Length semantics settings

Understanding length semantics

The length semantics of character string data matters when using a multibyte character set. Length semantics involves data type length specification for database column and program variable definitions, as well as string manipulations, regarding lengths, positions, offsets and substrings.

In a single-byte characters set like ISO-8859-1, a character is encoded on one byte. The length of a string can be counted in bytes or characters, the unit does not matter. In other words, the length semantics is identical in bytes or characters, with a single byte encoding. However, with a multibyte character set like UTF-8 or BIG5, a character can be encoded on several bytes. In such case, the unit regarding length semantics matters, because the number of bytes of a character string can be different from the number of characters.

For multibyte characters sets, the language supports Byte Length Semantics (BLS) and Character Length Semantics (CLS) specification. BLS or CLS usage depends on the current character set of the application. BLS is typically used with a character set such as BIG5, because for historical reasons programmers are used to count 2 bytes for each Asian ideogram. For UTF-8, which is a variable size encoding, CLS should be used instead. CLS simplifies data type definition and string handling when using UTF-8.

..........

▸ Written task A: Summarize the text on length semantics in two sentences.
▸ Written task B:
Answer these questions on the length semantics text, one answer per line:
(i) Which single-byte character set does the text give as an example?
(ii) Why do programmers typically use Byte Length Semantics with BIG5?
(iii) What kind of encoding does the text call UTF-8?
▸ Written task C: Pick up the text on length semantics after its final sentence and carry it on.
The point placement material is not needed for any of this work.

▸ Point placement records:
..........

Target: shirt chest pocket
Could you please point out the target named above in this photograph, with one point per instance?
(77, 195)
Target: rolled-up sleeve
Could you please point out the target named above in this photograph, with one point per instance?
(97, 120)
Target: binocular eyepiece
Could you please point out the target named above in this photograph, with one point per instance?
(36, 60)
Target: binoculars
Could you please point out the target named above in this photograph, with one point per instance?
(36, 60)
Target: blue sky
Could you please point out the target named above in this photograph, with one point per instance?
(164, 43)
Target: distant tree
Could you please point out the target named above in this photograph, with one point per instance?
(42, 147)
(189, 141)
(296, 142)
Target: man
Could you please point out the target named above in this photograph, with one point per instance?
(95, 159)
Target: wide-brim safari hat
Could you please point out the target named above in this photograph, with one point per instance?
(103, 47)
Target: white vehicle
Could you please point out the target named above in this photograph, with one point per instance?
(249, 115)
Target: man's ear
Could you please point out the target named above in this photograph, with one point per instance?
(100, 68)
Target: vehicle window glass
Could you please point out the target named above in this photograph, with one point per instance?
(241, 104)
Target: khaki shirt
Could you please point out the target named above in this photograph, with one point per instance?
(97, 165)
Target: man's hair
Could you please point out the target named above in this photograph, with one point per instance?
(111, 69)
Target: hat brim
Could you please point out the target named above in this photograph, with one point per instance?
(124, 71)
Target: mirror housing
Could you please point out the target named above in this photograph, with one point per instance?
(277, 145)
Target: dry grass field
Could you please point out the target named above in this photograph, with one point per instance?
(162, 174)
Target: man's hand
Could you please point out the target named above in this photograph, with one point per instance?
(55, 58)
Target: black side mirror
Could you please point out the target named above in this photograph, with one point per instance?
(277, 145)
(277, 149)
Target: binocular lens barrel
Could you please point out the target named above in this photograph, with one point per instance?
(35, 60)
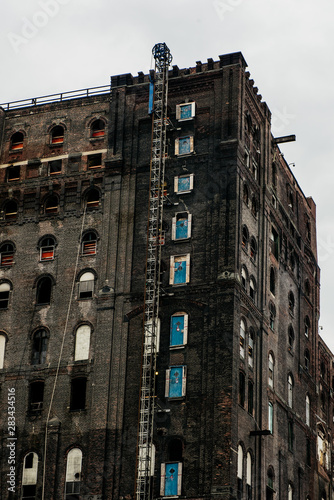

..........

▸ Answer A: Length semantics matters with multibyte character sets such as UTF-8 or BIG5, where a character can take several bytes, so a string's byte count can differ from its character count; in single-byte sets like ISO-8859-1, the unit does not matter. The language supports Byte Length Semantics, typically used with BIG5, and Character Length Semantics, which should be used with UTF-8 to simplify data type definition and string handling.

▸ Answer B:
(i) ISO-8859-1.
(ii) For historical reasons, programmers are used to counting 2 bytes for each Asian ideogram.
(iii) A variable size encoding.

▸ Answer C:
Programming areas concerned by length semantics are illustrated in the following code example:

SCHEMA shop

# CREATE TABLE mytable (
#     k INT,
#     vc VARCHAR(10)
#         -- what is the unit for the column size and how many
#         -- characters can be stored in this column?
#  )

MAIN
  DEFINE buf, tmp VARCHAR(50)  -- what is the unit for the size?
  DEFINE rec RECORD LIKE mytable  -- what is the size of vc member?
  DEFINE str STRING, len INT

  DATABASE shop

  SELECT LENGTH(vc) INTO len -- What unit use string functions in SQL?
     FROM mytable WHERE k = 45

  LET buf = "abcdef..."  -- How many chars can this variable hold?

  DISPLAY LENGTH(buf)  -- In what unit is the length expressed?

  LET tmp = buf[1,5]  -- What is the unit for char positions?

  LET str = buf
  DISPLAY str.getLength() -- What is the unit for the length?
  DISPLAY str.getIndexOf("def") -- What is the unit for the offset?

END MAIN

Using Byte Length Semantics

Byte Length Semantics must be used if the current locale defines a multibyte character set different from UTF-8.

Byte Length Semantics is the default.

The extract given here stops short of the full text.